I can only refer again to subsection (2)(b). If what the secondary party does is to take an action in material support of a party to the dispute, he is interfering in the dispute and becomes then a legitimate target for secondary action. I suppose lending £500,000 might in certain circumstances be held to be material support. It would not in all circumstances, but in some circumstances it might well be so.

LORD ARCHIBALD

I should like to ask a question in regard to subsection (3)(c). If the Trades Union Congress, for example, was to set up a contingency fund to which trade unions made contributions, exactly as is provided that employers may do under paragraph (c) and those contributions were not withdrawable, were not earmarked for any specific dispute, but were used only to help a union which had suffered a big loss as a result of a dispute, could the T.U.C. fund be put in the same position as the employers' fund is put under this paragraph (c)?

□ □ □ □ □

Direction:
Continue the debate on secondary action in trade disputes, picking up after its final sentence.

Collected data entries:
□ □ □ □ □

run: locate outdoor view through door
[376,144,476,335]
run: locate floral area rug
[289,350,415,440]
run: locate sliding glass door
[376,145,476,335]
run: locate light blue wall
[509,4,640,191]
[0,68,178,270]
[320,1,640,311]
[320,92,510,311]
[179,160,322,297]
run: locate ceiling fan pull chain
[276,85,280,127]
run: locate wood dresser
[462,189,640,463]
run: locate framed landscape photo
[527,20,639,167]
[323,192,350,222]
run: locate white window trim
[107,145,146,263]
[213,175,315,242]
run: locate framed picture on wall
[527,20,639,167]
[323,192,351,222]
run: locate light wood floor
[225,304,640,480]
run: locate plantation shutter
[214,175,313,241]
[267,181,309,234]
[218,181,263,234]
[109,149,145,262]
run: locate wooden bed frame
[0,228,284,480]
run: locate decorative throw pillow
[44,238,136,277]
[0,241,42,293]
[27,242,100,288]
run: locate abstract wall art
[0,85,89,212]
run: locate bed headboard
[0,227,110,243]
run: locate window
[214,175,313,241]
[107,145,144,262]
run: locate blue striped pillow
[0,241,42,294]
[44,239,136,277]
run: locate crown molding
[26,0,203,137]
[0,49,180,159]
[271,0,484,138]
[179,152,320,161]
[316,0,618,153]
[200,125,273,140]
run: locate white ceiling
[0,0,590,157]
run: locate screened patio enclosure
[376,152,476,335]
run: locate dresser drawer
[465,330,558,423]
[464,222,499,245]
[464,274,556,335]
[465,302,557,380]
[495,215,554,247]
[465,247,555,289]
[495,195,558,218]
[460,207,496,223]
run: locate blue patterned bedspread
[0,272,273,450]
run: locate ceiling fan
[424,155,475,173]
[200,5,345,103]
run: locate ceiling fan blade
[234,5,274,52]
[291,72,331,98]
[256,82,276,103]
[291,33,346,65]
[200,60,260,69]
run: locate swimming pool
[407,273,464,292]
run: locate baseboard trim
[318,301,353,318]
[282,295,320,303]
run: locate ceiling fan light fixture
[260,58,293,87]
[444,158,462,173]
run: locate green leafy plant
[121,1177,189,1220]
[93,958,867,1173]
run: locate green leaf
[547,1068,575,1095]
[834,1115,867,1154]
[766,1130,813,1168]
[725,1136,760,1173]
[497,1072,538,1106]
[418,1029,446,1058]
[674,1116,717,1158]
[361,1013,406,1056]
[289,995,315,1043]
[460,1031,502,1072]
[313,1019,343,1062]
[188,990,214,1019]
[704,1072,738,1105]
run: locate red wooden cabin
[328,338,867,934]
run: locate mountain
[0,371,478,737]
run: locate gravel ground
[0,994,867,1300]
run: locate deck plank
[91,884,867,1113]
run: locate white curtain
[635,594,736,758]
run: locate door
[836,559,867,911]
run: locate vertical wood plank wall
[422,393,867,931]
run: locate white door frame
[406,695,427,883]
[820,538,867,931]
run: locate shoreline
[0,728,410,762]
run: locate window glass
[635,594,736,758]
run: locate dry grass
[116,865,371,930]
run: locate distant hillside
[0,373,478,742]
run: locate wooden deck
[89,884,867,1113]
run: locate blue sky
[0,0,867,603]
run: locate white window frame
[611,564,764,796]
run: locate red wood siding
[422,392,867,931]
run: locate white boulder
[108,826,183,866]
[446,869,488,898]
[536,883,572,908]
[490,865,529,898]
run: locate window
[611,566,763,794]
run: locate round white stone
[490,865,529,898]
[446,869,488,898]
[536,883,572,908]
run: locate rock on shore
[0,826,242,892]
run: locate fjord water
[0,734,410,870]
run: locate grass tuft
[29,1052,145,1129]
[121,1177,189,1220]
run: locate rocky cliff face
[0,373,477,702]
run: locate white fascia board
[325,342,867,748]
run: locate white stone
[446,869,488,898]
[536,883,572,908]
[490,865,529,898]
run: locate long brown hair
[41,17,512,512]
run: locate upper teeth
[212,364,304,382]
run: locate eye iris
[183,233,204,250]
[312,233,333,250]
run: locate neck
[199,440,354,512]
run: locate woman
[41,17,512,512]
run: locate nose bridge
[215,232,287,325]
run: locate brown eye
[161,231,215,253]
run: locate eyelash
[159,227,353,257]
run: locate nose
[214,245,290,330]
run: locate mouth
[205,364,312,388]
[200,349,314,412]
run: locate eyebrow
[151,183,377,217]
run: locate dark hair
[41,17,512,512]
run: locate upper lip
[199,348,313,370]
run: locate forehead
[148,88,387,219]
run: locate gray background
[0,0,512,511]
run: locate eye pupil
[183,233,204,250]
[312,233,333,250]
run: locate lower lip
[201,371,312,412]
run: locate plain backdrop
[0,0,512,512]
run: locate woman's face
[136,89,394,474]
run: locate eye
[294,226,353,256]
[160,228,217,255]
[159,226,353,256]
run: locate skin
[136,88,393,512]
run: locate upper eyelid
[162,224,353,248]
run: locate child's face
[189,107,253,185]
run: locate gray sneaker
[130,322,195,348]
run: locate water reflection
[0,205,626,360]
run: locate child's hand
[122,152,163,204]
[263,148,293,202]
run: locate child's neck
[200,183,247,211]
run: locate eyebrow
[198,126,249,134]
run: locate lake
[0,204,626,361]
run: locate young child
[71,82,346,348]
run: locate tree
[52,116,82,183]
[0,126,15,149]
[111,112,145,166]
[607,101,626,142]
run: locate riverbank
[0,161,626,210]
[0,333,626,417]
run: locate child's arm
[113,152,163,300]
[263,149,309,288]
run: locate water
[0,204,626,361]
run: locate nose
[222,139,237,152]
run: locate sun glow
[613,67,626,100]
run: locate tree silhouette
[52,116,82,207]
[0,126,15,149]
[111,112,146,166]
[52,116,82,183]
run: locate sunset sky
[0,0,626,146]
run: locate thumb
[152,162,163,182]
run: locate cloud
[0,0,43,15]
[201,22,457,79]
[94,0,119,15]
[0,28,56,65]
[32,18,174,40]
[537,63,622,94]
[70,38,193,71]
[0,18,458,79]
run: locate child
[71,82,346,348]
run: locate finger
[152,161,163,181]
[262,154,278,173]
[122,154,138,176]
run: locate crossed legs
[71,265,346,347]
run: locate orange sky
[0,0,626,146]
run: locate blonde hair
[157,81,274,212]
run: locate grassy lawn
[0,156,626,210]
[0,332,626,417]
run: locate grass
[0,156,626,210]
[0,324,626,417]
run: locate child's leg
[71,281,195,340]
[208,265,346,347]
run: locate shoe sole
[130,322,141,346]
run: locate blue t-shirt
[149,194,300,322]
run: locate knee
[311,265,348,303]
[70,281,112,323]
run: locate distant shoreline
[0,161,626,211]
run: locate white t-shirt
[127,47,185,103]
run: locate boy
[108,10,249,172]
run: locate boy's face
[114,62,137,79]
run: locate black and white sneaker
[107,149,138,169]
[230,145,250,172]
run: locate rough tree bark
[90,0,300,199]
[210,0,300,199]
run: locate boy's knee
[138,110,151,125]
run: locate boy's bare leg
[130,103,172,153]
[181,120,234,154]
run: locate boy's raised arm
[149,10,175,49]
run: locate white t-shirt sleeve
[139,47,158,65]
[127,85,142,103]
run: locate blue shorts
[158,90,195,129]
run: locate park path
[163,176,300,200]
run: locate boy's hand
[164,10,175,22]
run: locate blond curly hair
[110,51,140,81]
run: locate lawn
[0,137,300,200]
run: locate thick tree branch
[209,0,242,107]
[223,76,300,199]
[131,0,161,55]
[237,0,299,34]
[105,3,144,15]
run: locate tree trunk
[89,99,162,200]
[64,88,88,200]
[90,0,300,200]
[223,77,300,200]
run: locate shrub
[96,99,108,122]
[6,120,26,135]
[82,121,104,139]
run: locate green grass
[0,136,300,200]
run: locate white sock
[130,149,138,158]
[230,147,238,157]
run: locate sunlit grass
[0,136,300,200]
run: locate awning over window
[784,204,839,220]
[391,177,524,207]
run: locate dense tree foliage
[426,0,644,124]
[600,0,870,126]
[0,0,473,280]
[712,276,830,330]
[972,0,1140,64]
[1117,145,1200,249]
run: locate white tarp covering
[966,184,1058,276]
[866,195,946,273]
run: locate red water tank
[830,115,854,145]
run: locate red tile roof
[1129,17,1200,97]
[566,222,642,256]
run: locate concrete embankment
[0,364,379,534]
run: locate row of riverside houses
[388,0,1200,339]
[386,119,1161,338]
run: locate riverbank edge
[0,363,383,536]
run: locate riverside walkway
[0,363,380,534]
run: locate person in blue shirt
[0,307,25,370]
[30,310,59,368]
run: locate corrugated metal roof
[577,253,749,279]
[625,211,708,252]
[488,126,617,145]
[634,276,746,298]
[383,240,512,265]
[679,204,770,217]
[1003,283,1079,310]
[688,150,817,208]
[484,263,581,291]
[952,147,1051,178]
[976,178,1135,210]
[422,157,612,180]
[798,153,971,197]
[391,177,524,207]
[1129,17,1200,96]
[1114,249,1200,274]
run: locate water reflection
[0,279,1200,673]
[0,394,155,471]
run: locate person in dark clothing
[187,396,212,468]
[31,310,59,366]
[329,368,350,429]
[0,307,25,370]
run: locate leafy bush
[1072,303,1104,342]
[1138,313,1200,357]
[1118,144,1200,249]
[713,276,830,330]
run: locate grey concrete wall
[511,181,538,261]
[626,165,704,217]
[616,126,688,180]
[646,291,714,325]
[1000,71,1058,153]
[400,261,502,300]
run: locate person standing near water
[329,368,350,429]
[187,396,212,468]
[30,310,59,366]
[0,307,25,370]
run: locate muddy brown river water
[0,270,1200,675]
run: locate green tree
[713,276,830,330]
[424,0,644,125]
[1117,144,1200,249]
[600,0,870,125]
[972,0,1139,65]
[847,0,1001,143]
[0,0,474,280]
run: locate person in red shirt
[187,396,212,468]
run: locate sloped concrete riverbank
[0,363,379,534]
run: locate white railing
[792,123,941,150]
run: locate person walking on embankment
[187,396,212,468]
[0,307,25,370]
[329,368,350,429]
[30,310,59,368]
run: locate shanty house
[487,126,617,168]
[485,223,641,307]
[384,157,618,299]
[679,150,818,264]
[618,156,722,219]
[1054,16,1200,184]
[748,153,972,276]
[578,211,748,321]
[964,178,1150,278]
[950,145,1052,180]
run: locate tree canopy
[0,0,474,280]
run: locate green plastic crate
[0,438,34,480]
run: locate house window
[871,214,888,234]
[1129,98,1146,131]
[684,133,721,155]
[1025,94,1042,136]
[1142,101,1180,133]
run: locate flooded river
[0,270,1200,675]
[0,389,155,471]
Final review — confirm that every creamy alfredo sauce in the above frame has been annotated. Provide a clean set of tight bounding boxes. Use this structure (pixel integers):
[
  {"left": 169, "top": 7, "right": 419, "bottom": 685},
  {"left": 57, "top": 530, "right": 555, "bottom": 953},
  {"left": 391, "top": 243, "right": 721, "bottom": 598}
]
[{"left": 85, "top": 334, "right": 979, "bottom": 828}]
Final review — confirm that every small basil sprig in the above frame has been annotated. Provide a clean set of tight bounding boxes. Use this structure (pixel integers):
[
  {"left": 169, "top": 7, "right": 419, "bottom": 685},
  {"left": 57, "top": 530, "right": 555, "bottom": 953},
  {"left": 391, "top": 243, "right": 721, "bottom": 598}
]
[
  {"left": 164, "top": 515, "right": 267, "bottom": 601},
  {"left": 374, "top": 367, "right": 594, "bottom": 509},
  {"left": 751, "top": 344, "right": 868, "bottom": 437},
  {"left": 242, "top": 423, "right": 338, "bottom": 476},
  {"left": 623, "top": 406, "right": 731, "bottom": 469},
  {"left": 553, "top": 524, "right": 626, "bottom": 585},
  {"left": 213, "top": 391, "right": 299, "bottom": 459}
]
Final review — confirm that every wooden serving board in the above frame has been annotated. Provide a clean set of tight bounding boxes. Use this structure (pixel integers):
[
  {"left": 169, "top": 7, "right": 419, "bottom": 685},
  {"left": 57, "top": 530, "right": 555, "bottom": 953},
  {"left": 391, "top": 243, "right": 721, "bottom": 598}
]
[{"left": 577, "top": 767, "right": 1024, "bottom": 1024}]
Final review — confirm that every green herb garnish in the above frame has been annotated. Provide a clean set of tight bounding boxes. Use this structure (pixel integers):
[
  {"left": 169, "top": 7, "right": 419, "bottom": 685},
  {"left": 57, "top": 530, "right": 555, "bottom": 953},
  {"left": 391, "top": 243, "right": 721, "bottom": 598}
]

□ □ □ □ □

Exercise answer:
THE LORD CHANCELLOR

I think it would be in the same position, but it would not require it. What is now contemplated in Clause 94 is, of course, solely certain types of industrial action. I know of no reason why unions should not contribute to a contingency fund. Their money having been spent on that contingency fund, I do not see how they could be involved in an unfair industrial practice by something which happens ex post facto. I should have thought that they were in the same position, but Clause 94 is not concerned with that side of the matter at all.

LORD GARDINER

I find this very confusing. Is the position this: that if one union says to another, " Your people are involved in a strike, and you need money; we will lend you £500,000 ", that is an unfair industrial practice, but if one employer says to another employer, if there is a strike which results in a loss to the employer, "We will put up £500,000 ", that is not?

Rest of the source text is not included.